(Goal of the exercise)
When you have gone through the records, report how many lines include "premier", giving the number and nothing more.

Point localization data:
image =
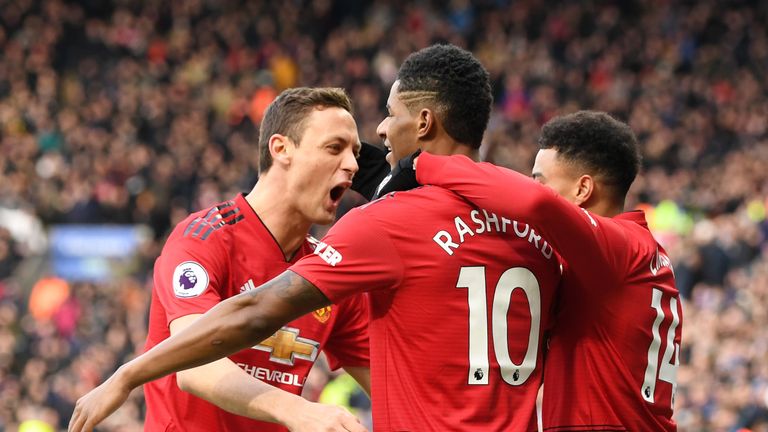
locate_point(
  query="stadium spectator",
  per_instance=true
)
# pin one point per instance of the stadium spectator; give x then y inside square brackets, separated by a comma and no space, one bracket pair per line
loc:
[142,113]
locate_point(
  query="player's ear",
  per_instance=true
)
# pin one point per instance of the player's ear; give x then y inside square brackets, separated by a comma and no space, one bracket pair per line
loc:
[281,148]
[585,186]
[426,123]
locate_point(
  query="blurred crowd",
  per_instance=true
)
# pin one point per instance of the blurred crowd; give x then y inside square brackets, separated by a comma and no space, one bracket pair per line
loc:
[137,112]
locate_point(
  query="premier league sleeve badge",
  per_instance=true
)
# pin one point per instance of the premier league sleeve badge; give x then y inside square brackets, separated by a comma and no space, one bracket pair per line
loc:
[189,280]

(Written answer)
2